* DIRECTION
Copy the entries below word for word, from the line containing "Please put a point on the white" through the end of the entries, and leave the pictures out.

* AVAILABLE DATA
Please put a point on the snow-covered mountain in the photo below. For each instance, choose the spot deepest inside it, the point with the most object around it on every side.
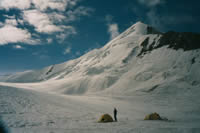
(141, 59)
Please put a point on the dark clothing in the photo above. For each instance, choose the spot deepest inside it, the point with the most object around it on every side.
(115, 114)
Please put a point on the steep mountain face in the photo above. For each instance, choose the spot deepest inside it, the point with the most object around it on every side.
(141, 59)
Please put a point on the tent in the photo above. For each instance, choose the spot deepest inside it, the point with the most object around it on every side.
(105, 118)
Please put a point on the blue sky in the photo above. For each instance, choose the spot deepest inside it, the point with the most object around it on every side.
(38, 33)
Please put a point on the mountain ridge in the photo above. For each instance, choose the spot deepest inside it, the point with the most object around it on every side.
(140, 58)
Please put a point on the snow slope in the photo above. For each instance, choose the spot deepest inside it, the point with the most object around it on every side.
(136, 60)
(27, 111)
(141, 71)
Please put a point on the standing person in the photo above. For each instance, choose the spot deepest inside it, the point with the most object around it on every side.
(115, 114)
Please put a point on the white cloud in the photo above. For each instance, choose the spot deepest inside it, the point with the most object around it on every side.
(49, 40)
(20, 4)
(11, 22)
(40, 21)
(78, 53)
(12, 34)
(56, 17)
(67, 50)
(37, 14)
(68, 30)
(18, 47)
(60, 5)
(150, 3)
(113, 30)
(73, 15)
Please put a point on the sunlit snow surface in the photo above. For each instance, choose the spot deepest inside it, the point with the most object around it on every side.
(70, 97)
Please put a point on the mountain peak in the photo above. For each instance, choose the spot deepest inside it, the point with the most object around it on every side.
(142, 29)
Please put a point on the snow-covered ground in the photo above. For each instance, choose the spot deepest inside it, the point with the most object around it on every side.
(28, 111)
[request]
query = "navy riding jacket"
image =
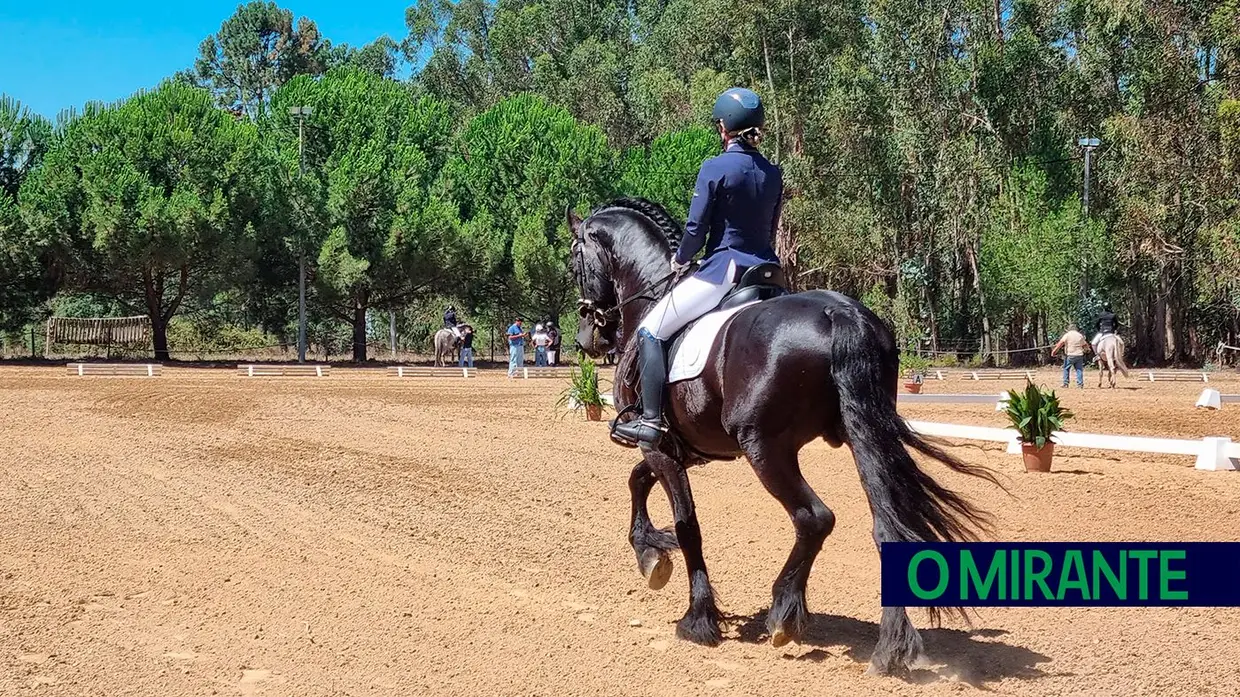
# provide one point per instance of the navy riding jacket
(735, 205)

* SOLUTION FOR THIS PROBLEM
Please put a point on the white cloud in the photo above. For each instance, choose the spot deepest inside it, the point with the most object around it on every side.
(49, 40)
(20, 4)
(11, 22)
(40, 21)
(78, 53)
(12, 34)
(56, 17)
(67, 50)
(37, 14)
(68, 30)
(18, 47)
(60, 5)
(150, 3)
(113, 30)
(73, 15)
Please put a point on the sunlit snow surface in the photo above. For each instance, choose the spot deepest inside it, the point with the most object around it on every side.
(70, 97)
Please put a point on the mountain peak in the photo above. For each instance, choose the spot deepest inside it, the point with the most object around it on every side.
(142, 29)
Please put a point on the snow-covered ground in the photo above. For each instance, choose the spot deepest inside it, the point with the most object around it on every side.
(28, 111)
[request]
query = "navy riding jacket"
image =
# provide one point per instance of the navy riding jacket
(735, 205)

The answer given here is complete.